TASK BRIEF> Put every nonblank line of the records below into a Markdown table with two columns, "No." and "Line." The "No." column numbers the rows in order.
╔══
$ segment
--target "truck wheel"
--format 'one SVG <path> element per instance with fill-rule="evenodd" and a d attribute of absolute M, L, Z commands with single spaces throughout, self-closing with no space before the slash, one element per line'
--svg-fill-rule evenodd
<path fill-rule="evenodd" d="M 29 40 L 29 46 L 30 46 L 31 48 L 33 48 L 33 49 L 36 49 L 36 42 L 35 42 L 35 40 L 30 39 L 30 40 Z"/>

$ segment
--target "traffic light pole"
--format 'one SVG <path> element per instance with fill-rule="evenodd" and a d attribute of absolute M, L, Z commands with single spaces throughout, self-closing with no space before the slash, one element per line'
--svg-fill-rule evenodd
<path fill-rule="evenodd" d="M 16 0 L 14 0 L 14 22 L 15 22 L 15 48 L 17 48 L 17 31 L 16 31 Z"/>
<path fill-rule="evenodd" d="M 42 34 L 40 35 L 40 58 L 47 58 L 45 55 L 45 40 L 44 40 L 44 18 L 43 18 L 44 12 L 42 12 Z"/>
╚══
EXERCISE OUTPUT>
| No. | Line |
|---|---|
| 1 | $ segment |
| 2 | --target "truck wheel" |
| 3 | --format 'one SVG <path> element per instance with fill-rule="evenodd" and a d attribute of absolute M, L, Z commands with single spaces throughout, self-closing with no space before the slash, one element per line' |
| 4 | --svg-fill-rule evenodd |
| 5 | <path fill-rule="evenodd" d="M 29 40 L 29 46 L 30 46 L 31 48 L 33 48 L 33 49 L 36 49 L 36 42 L 35 42 L 35 40 L 30 39 L 30 40 Z"/> |
| 6 | $ segment |
| 7 | --target "traffic light pole" |
| 8 | --format 'one SVG <path> element per instance with fill-rule="evenodd" and a d attribute of absolute M, L, Z commands with single spaces throughout, self-closing with no space before the slash, one element per line' |
| 9 | --svg-fill-rule evenodd |
| 10 | <path fill-rule="evenodd" d="M 16 0 L 14 0 L 14 22 L 15 22 L 15 48 L 17 48 L 17 31 L 16 31 Z"/> |
| 11 | <path fill-rule="evenodd" d="M 42 34 L 40 35 L 40 58 L 47 58 L 45 55 L 45 40 L 44 40 L 44 18 L 43 18 L 44 12 L 42 12 Z"/> |